Collected data
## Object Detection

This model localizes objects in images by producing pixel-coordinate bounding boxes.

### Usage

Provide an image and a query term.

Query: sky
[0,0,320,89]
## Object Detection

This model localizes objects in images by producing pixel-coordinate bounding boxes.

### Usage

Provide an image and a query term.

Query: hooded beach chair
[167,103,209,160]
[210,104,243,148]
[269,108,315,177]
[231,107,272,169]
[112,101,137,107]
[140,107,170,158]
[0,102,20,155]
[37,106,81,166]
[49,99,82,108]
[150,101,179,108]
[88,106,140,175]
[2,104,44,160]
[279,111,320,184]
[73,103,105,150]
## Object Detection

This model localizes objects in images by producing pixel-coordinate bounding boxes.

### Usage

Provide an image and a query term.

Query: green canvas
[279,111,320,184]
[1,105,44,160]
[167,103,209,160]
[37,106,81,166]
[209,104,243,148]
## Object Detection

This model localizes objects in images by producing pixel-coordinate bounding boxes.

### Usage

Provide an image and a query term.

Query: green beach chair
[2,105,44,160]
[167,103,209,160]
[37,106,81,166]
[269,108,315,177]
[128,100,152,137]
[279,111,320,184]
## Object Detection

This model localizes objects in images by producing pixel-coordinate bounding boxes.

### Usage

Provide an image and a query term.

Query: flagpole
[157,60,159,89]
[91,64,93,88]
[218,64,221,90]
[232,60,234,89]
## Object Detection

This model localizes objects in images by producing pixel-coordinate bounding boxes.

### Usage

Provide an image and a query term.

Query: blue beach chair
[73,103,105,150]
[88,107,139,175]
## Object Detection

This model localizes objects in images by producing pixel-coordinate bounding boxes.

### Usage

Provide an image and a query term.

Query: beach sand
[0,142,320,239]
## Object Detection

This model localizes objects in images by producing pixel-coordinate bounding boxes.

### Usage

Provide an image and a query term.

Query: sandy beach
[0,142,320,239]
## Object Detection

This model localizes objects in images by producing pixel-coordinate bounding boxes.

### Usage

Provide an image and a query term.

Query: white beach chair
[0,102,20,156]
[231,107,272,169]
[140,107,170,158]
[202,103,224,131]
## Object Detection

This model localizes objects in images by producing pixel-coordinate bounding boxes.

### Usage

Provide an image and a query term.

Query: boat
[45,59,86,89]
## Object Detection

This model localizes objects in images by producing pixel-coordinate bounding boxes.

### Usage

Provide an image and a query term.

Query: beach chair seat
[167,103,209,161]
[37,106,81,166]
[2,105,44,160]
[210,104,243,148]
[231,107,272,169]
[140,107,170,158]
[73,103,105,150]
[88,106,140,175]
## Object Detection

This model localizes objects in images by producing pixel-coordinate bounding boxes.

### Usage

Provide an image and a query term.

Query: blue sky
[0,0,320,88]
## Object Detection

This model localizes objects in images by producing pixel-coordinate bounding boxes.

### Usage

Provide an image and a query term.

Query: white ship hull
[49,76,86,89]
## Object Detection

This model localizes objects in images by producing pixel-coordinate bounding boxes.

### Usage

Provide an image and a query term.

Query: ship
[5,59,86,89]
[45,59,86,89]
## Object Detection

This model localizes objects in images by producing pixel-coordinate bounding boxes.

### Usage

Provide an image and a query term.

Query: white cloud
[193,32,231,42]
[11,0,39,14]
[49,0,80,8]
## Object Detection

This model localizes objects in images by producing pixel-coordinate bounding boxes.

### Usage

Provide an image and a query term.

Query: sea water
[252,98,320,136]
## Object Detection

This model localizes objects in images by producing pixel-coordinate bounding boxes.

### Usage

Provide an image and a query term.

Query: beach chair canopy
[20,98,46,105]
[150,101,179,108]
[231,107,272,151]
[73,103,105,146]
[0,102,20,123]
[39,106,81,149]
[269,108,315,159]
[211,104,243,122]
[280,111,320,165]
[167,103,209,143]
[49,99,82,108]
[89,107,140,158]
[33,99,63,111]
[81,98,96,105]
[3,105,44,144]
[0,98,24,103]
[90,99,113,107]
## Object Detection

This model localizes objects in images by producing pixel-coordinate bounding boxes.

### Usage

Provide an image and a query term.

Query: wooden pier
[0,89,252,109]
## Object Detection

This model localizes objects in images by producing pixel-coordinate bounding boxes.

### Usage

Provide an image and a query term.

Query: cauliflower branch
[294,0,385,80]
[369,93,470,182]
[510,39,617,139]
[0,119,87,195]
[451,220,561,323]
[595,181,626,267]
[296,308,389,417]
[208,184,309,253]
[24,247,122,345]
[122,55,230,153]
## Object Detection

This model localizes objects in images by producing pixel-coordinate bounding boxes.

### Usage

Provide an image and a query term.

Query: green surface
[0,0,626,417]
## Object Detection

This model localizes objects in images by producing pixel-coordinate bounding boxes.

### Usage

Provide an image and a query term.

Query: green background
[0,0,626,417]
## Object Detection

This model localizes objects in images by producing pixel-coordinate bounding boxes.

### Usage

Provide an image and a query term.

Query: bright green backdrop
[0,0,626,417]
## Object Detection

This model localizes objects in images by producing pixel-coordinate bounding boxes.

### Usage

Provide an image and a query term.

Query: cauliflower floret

▶ What is needed:
Rewrite all of the material above, replacing every instance of "query term" with "search term" and leaving everything else unchanged.

▶ Correct output:
## Object Detection

This model localizes objects in images by producing pixel-coordinate bounding boxes.

### Usage

Provide an image and a search term.

Query: sky
[0,0,320,89]
## Object Detection

This model localizes objects in images by producing pixel-coordinate bounding boxes.

### Usage

Provide an image and a search term.

Query: hooded beach chair
[167,103,209,160]
[210,104,243,148]
[269,108,315,177]
[231,107,272,169]
[112,101,137,107]
[140,107,170,158]
[0,102,20,155]
[37,106,81,166]
[49,99,82,108]
[150,101,179,108]
[88,106,140,175]
[2,104,44,160]
[279,111,320,184]
[73,103,105,150]
## Object Detection

This model localizes objects in images by producing pixel-coordinate bounding boxes.

### Usage

Provide an image and a search term.

Query: green canvas
[279,111,320,184]
[1,105,44,160]
[167,103,209,160]
[37,106,81,166]
[209,104,243,148]
## Object Detection

This model localizes objects in images by producing pixel-coordinate bounding boxes.

### Usage

Provide an image and a search term.

Query: green beach chair
[2,105,44,160]
[167,103,209,160]
[37,106,81,166]
[269,108,315,177]
[128,100,152,137]
[279,111,320,184]
## Object Detection

This model localizes objects in images by producing pixel-coordinate bounding boxes.

### Usage

Provide an image and a search term.

Query: flagpole
[157,60,159,89]
[91,64,93,88]
[218,64,221,90]
[232,60,234,89]
## Object Detection

This model localizes objects in images by producing pixel-coordinate bounding boxes.

### Usage

Provide an image and a search term.

Query: blue beach chair
[73,103,105,150]
[88,107,139,175]
## Object Detection

This model localizes objects in images by producing pixel-coordinate bounding boxes.

### Usage

Provide an image and a search term.

Query: beach sand
[0,142,320,239]
## Object Detection

This model localizes objects in images by producing pixel-coordinate bounding boxes.

### Usage

Provide an image and a search term.

Query: sandy beach
[0,142,320,239]
## Object Detection

This model localizes objects in images by producing pixel-coordinate bounding boxes.

### Usage

Provide an image and a search term.

Query: white beach chair
[0,102,20,156]
[231,107,272,169]
[140,107,170,158]
[202,103,224,131]
## Object Detection

This model localizes objects in images by producing pixel-coordinate bounding boxes.

### Usage

Provide an image and a search term.

Query: boat
[45,59,86,89]
## Object Detection

This model localizes objects in images by producing pixel-coordinate bounding boxes.

### Usage

Provide an image and a search term.

Query: beach chair seat
[167,103,209,161]
[37,106,81,166]
[2,105,44,160]
[210,104,243,148]
[231,107,272,169]
[140,107,170,158]
[73,103,105,150]
[88,106,140,175]
## Object Detection

This model localizes objects in images by producing pixel-coordinate bounding boxes.

### Usage

Provide an image and a search term.

Query: blue sky
[0,0,320,88]
## Object Detection

This model localizes objects in images by producing pixel-coordinate bounding boxes.

### Usage

Provide an image and a search term.

Query: white ship hull
[49,76,86,89]
## Object Detection

This model localizes objects in images by producing pixel-coordinate bounding boxes.

### Usage

Provide an image and a search term.

Query: ship
[5,59,86,89]
[45,59,86,89]
## Object Detection

This model localizes objects in images by producing pixel-coordinate bounding boxes.

### Usage

Provide an image and a search term.

Query: white cloud
[193,32,231,42]
[11,0,39,14]
[49,0,80,8]
## Object Detection

This model localizes objects in images by producing pixel-coordinate bounding boxes.

### Usage

Provide an image and a search term.

Query: sea water
[252,98,320,136]
## Object Detection

This model localizes objects in images by producing pixel-coordinate bounding boxes.

### Usage

Provide an image and a search term.

Query: beach chair canopy
[20,98,46,105]
[150,101,179,108]
[231,107,272,151]
[73,103,105,146]
[0,102,20,123]
[39,106,81,149]
[269,108,315,159]
[211,104,243,122]
[280,111,320,165]
[167,103,209,143]
[49,99,82,108]
[89,107,140,158]
[33,99,63,111]
[81,98,96,105]
[3,105,44,144]
[0,98,24,103]
[90,99,113,107]
## Object Detection

This model localizes objects in images by producing pixel-coordinate bounding boxes.

### Usage

Provide an image and a search term.

Query: wooden pier
[0,89,252,109]
## Object Detection

This model localizes objects in images by producing pixel-coordinate bounding boxes.

### Usage

Provide an image and a search term.

Query: cauliflower branch
[294,0,385,80]
[369,93,470,182]
[510,39,617,139]
[0,119,87,195]
[451,220,561,323]
[595,181,626,267]
[296,308,389,417]
[208,184,309,253]
[24,247,122,345]
[122,55,230,153]
## Object Detection

This model localizes objects in images by producing pixel-coordinate bounding boxes.

### Usage

Provide an image and a search term.

Query: green surface
[0,0,626,417]
## Object Detection

This model localizes objects in images by producing pixel-coordinate bounding boxes.

### Usage

Provide an image and a search term.

Query: green background
[0,0,626,417]
## Object Detection

This model localizes objects in images by producing pixel-coordinate bounding boxes.

### Usage

Provide an image and a search term.

Query: bright green backdrop
[0,0,626,417]
## Object Detection

This model localizes objects in images by producing pixel-coordinate bounding boxes.

### Usage

Provide an image and a search term.

Query: cauliflower floret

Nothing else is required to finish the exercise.